- Problem to work on -
Edit the lines below so that every "meadow" becomes "pasture", keeping everything else the same.

[Object point labels]
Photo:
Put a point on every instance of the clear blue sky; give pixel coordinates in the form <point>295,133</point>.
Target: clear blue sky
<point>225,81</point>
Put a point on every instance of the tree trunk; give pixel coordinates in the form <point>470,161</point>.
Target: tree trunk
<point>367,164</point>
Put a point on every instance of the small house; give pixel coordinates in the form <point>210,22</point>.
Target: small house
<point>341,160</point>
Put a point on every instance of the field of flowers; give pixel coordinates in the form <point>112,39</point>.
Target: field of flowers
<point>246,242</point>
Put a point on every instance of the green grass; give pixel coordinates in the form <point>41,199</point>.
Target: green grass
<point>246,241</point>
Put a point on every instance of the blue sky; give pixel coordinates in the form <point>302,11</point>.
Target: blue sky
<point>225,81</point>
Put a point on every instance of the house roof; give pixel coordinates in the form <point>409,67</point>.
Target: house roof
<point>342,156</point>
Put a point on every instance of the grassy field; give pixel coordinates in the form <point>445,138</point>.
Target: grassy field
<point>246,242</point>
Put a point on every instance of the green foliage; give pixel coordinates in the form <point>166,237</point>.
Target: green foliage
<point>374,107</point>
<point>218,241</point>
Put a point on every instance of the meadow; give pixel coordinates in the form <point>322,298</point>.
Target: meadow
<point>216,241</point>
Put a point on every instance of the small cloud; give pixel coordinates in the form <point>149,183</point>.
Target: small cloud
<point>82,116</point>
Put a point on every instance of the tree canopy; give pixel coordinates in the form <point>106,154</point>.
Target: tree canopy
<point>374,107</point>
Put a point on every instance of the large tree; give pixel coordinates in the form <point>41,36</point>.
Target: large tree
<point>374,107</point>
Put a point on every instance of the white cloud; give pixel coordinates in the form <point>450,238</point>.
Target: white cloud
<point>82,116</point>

- Answer below -
Photo:
Put a point on every instance of the clear blue sky; give pixel coordinates in the form <point>295,133</point>.
Target: clear blue sky
<point>225,81</point>
Put a point on every instance of the tree trunk; give pixel coordinates in the form <point>470,161</point>.
Target: tree trunk
<point>367,164</point>
Put a point on every instance of the small house; give pixel coordinates in the form <point>210,22</point>.
Target: small house
<point>341,160</point>
Put a point on every instance of the field of flowers; give pixel coordinates in the form <point>112,39</point>.
Target: field of flowers
<point>246,242</point>
Put a point on every instance of the green grass; give pixel coordinates in the form <point>41,199</point>.
Target: green grass
<point>246,241</point>
Put a point on every instance of the blue sky; give pixel coordinates in the form <point>302,11</point>.
Target: blue sky
<point>225,81</point>
Put a point on every instance of the house roof; give pixel coordinates in the form <point>409,67</point>.
Target: house roof
<point>342,156</point>
Put a point on every instance of the grassy field; give pixel coordinates in the form <point>445,138</point>.
Target: grassy field
<point>246,242</point>
Put a point on every instance of the green foliage; give pixel coordinates in the form <point>166,237</point>.
Target: green foliage
<point>374,107</point>
<point>218,241</point>
Put a point on every instance of the pasture; give pixel coordinates in the form <point>322,298</point>.
Target: pasture
<point>216,241</point>
Put a point on every instance of the small cloud; give pixel coordinates in the form <point>149,183</point>.
Target: small cloud
<point>82,116</point>
Put a point on every instance of the tree canopy; give pixel coordinates in the form <point>106,154</point>.
Target: tree canopy
<point>374,107</point>
Put a point on every instance of the large tree; give pixel coordinates in the form <point>41,36</point>.
Target: large tree
<point>374,107</point>
Put a point on every instance of the white cloud; give pixel coordinates in the form <point>450,238</point>.
Target: white cloud
<point>82,116</point>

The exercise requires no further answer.